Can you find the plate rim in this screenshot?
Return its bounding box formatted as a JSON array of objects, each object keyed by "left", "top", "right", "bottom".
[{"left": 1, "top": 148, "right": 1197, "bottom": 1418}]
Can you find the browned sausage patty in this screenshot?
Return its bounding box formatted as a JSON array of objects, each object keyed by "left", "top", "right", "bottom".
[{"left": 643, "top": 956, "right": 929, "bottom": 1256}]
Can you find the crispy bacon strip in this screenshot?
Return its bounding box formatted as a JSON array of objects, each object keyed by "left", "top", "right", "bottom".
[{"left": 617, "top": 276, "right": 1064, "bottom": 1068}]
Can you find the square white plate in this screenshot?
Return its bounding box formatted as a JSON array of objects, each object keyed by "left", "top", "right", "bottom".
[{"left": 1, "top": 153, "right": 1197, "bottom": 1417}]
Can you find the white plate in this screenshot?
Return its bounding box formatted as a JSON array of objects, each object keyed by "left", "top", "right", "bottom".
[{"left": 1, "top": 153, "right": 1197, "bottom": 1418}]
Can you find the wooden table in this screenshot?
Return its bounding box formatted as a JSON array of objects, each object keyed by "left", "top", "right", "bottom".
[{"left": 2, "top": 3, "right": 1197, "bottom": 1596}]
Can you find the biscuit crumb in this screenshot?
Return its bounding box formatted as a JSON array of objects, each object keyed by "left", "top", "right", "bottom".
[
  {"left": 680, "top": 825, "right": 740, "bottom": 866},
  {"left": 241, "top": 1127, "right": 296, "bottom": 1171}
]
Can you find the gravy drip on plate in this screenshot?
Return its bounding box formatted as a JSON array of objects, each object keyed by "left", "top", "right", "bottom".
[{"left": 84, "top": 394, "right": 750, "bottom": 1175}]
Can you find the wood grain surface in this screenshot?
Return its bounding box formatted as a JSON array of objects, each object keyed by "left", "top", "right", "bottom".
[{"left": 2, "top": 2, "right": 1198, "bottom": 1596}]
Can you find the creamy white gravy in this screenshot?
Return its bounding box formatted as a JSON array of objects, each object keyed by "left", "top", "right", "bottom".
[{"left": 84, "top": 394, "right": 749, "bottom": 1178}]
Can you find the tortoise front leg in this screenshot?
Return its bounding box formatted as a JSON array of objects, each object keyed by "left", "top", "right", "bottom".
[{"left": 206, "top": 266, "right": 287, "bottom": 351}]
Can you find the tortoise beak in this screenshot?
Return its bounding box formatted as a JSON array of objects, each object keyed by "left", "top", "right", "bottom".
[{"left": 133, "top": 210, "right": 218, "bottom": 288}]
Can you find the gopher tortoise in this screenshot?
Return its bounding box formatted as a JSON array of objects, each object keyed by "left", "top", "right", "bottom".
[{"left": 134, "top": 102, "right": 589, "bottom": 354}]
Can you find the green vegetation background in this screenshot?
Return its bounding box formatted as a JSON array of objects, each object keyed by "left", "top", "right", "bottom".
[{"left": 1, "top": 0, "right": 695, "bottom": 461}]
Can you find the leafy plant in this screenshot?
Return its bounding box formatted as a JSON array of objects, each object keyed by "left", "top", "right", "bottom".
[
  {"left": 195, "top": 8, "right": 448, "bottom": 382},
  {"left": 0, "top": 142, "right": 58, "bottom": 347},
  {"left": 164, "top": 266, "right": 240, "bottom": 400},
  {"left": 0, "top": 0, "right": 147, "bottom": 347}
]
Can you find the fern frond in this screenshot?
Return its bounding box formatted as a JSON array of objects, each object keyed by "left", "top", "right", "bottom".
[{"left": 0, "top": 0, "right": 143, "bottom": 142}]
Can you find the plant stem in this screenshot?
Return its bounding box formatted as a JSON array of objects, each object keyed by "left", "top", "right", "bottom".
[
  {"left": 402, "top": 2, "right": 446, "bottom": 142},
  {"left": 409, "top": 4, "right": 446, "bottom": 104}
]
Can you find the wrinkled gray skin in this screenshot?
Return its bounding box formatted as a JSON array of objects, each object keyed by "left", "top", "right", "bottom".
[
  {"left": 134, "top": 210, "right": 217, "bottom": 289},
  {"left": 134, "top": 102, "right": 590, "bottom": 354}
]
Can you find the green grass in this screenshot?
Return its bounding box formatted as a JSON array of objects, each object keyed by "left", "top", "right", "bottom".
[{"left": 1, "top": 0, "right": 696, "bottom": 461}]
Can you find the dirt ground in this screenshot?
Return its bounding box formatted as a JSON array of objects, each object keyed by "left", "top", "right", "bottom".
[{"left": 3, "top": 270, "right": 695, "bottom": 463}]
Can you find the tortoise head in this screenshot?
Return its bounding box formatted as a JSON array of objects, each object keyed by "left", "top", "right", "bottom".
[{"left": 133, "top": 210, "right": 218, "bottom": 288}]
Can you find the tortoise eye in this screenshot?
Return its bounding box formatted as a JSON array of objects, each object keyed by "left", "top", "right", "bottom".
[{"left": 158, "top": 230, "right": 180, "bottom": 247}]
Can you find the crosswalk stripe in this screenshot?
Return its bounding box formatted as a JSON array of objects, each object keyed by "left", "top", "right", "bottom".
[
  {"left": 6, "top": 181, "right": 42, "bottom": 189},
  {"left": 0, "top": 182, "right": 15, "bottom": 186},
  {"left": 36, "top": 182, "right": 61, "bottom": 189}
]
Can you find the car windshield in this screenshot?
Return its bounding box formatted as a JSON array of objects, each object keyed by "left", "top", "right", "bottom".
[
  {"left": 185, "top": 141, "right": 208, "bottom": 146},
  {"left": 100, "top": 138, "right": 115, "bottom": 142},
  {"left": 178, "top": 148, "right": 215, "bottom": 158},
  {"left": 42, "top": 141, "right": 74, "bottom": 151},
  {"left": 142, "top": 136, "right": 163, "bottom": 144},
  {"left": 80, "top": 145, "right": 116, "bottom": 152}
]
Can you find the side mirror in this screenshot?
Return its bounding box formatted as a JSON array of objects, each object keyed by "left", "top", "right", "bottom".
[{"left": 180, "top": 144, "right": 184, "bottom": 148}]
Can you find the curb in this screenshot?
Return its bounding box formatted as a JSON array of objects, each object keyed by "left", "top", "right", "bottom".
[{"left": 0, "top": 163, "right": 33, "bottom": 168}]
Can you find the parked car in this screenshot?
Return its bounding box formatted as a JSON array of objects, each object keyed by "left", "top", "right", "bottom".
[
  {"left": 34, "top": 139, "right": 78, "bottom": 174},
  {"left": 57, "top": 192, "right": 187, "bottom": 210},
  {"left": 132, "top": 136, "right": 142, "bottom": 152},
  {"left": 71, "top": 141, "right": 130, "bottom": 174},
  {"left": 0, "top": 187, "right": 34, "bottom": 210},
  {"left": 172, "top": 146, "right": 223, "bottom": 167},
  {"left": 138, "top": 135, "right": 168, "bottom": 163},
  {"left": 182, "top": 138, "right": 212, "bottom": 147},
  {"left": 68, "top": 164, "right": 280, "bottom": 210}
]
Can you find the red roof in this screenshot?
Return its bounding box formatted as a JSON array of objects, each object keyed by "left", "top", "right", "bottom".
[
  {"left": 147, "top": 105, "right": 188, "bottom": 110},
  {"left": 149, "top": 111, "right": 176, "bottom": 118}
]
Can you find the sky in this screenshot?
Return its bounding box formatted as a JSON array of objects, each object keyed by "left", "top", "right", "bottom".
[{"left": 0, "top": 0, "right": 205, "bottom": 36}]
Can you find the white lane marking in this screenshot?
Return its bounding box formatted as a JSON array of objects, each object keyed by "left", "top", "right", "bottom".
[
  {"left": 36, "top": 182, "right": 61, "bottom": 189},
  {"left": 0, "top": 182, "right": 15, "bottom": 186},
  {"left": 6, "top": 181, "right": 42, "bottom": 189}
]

◆ Work to be completed ◆
Print the listing above in its entirety, with every line exact.

◆ Result ◆
Can you find the plate rim in this screenshot?
Return its bounding box formatted as a JSON array of objects, each object keyed by "left", "top", "right", "bottom".
[{"left": 1, "top": 148, "right": 1197, "bottom": 1418}]
Can you find the browned sausage patty in this screenshot?
Return its bounding box formatted as a JSON array of objects, each object keyed by "left", "top", "right", "bottom".
[{"left": 643, "top": 956, "right": 929, "bottom": 1256}]
Can you find the crispy bacon strip in this screenshot?
Return its bounding box formatted as a JSON array of objects, each object keyed by "left", "top", "right", "bottom".
[{"left": 617, "top": 276, "right": 1064, "bottom": 1068}]
Can you find the square white plate in this screenshot?
Return its bounding box formatted as a JSON array of objects, each object keyed by "left", "top", "right", "bottom".
[{"left": 1, "top": 153, "right": 1197, "bottom": 1417}]
Can you find the white plate in this screenshot?
Return its bounding box formatted as a JSON array of objects, each object keyed by "left", "top", "right", "bottom".
[{"left": 1, "top": 153, "right": 1197, "bottom": 1418}]
Can you find the wooden table in this screenshot?
Return its bounding box formatted as a JSON array of objects, each object keyed by "left", "top", "right", "bottom".
[{"left": 2, "top": 3, "right": 1197, "bottom": 1596}]
Can you find the biscuit crumb in this screenshot?
Return its bounding box formatted as a JSON array of objects, each object keyed by "left", "top", "right", "bottom".
[
  {"left": 680, "top": 825, "right": 740, "bottom": 866},
  {"left": 241, "top": 1127, "right": 296, "bottom": 1171}
]
Can you find the gravy drip on plate in this screenshot?
Return its bounding box formatted as a JSON array of objects, each object keyed by "left", "top", "right", "bottom".
[{"left": 84, "top": 394, "right": 750, "bottom": 1175}]
Can you find the wood grain surface in this screenshot?
Return its bounding box formatted as a JSON array of objects, each object keyed by "left", "top", "right", "bottom".
[{"left": 2, "top": 2, "right": 1198, "bottom": 1596}]
Can you find the creamy white gravy in this screenshot?
Return its bounding box formatted as a JSON array of objects, each object keyed by "left", "top", "right", "bottom".
[{"left": 84, "top": 394, "right": 749, "bottom": 1178}]
Can you find the tortoise front leg in this screenshot?
Return its bounding box formatted as a JSON array of objects, each object keyed by "left", "top", "right", "bottom".
[{"left": 206, "top": 266, "right": 287, "bottom": 351}]
Can you find the tortoise beak in this screenshot?
Return its bounding box formatted as a JSON array of objects, each object keyed by "left", "top", "right", "bottom".
[{"left": 133, "top": 210, "right": 218, "bottom": 288}]
Can you find the gopher tortoise in this screenshot?
Return its bounding box formatted as a JSON array of objects, each object keyed by "left", "top", "right", "bottom".
[{"left": 134, "top": 102, "right": 589, "bottom": 354}]
Can you find the green vegetation background in this screenshot?
Return its bounding box formatted as a JSON array of objects, each object keyed by "left", "top", "right", "bottom".
[{"left": 1, "top": 0, "right": 695, "bottom": 461}]
Can you find the leafy plant in this screenshot?
Return its bounding box formatted as a JSON array of objects, each object keyed by "left", "top", "right", "bottom".
[
  {"left": 195, "top": 8, "right": 448, "bottom": 382},
  {"left": 0, "top": 142, "right": 58, "bottom": 347},
  {"left": 164, "top": 266, "right": 240, "bottom": 400},
  {"left": 0, "top": 0, "right": 147, "bottom": 347}
]
Can you find the fern frond in this screenshot?
Return its bounding box formatted as a JSON array of objects, each object keyed by "left", "top", "right", "bottom".
[{"left": 0, "top": 0, "right": 143, "bottom": 142}]
Can you find the plant stem in this screenshot?
Return its bounding box formatted as a JSON array of objects, each object keyed by "left", "top", "right", "bottom".
[
  {"left": 402, "top": 2, "right": 446, "bottom": 142},
  {"left": 409, "top": 4, "right": 446, "bottom": 104}
]
Can you find the wrinkled gray skin in this screenshot?
Return its bounding box formatted as a JSON array of objects, each object keyed by "left", "top", "right", "bottom".
[
  {"left": 134, "top": 210, "right": 217, "bottom": 289},
  {"left": 134, "top": 102, "right": 590, "bottom": 354}
]
Can you find the green grass in this screenshot?
Return its bounding box formatted as a JSON array of objects, each object keyed by "left", "top", "right", "bottom".
[{"left": 1, "top": 0, "right": 696, "bottom": 461}]
Can you find the dirt ground in this screenshot?
Return its bounding box formatted as a JSON array of objects, each object keyed by "left", "top", "right", "bottom".
[{"left": 3, "top": 270, "right": 695, "bottom": 463}]
Can you find the tortoise head in this screenshot?
Return its bounding box formatted as a JSON array of objects, each object keyed by "left", "top", "right", "bottom".
[{"left": 133, "top": 210, "right": 218, "bottom": 288}]
Can you find the tortoise eye in this screenshot?
Return its bounding box formatted as a JSON array of objects, each object keyed by "left", "top", "right", "bottom".
[{"left": 158, "top": 230, "right": 180, "bottom": 247}]
Can you find the crosswalk stripe in this screenshot?
Return its bounding box formatted as a JSON array of objects, each object keyed by "left", "top", "right", "bottom".
[
  {"left": 6, "top": 181, "right": 42, "bottom": 189},
  {"left": 0, "top": 182, "right": 15, "bottom": 186},
  {"left": 36, "top": 182, "right": 61, "bottom": 189}
]
Can you find the car windshield in this screenshot?
Return its bounding box formatted as a JSON array of objects, each object keyed by "left", "top", "right", "bottom".
[
  {"left": 185, "top": 141, "right": 208, "bottom": 146},
  {"left": 100, "top": 138, "right": 115, "bottom": 142},
  {"left": 178, "top": 148, "right": 215, "bottom": 158},
  {"left": 42, "top": 141, "right": 74, "bottom": 151},
  {"left": 142, "top": 136, "right": 163, "bottom": 144},
  {"left": 80, "top": 145, "right": 116, "bottom": 152}
]
Can you find the side mirror in this screenshot?
Return its bounding box formatted as a JSON array of objects, each object keyed by "left", "top", "right", "bottom".
[{"left": 180, "top": 144, "right": 184, "bottom": 148}]
Can you find the curb in this screenshot?
Return its bounding box formatted as a JSON array of objects, each object keyed by "left", "top", "right", "bottom".
[{"left": 0, "top": 163, "right": 33, "bottom": 168}]
Can you find the parked car in this screenshot?
Return its bounding box formatted as a JSON array of objects, each object keyed by "left", "top", "right", "bottom".
[
  {"left": 34, "top": 139, "right": 78, "bottom": 174},
  {"left": 57, "top": 192, "right": 187, "bottom": 210},
  {"left": 132, "top": 136, "right": 142, "bottom": 152},
  {"left": 71, "top": 141, "right": 130, "bottom": 174},
  {"left": 0, "top": 187, "right": 34, "bottom": 210},
  {"left": 172, "top": 146, "right": 223, "bottom": 167},
  {"left": 138, "top": 135, "right": 168, "bottom": 163},
  {"left": 182, "top": 138, "right": 212, "bottom": 147},
  {"left": 68, "top": 164, "right": 280, "bottom": 210}
]
Can you find the red roof in this screenshot?
Return its bounding box formatted as a JSON array of objects, each object keyed by "left", "top", "right", "bottom".
[
  {"left": 147, "top": 105, "right": 188, "bottom": 110},
  {"left": 149, "top": 111, "right": 176, "bottom": 118}
]
Can you find the sky in this screenshot?
Return its bounding box formatted as a JSON array of objects, each object keyed by "left", "top", "right", "bottom".
[{"left": 0, "top": 0, "right": 205, "bottom": 36}]
Can you find the white lane marking in this screenshot?
Return its bounding box formatted as a JSON array of objects, each object keyed by "left", "top", "right", "bottom".
[
  {"left": 36, "top": 182, "right": 61, "bottom": 189},
  {"left": 0, "top": 182, "right": 15, "bottom": 186},
  {"left": 6, "top": 181, "right": 42, "bottom": 189}
]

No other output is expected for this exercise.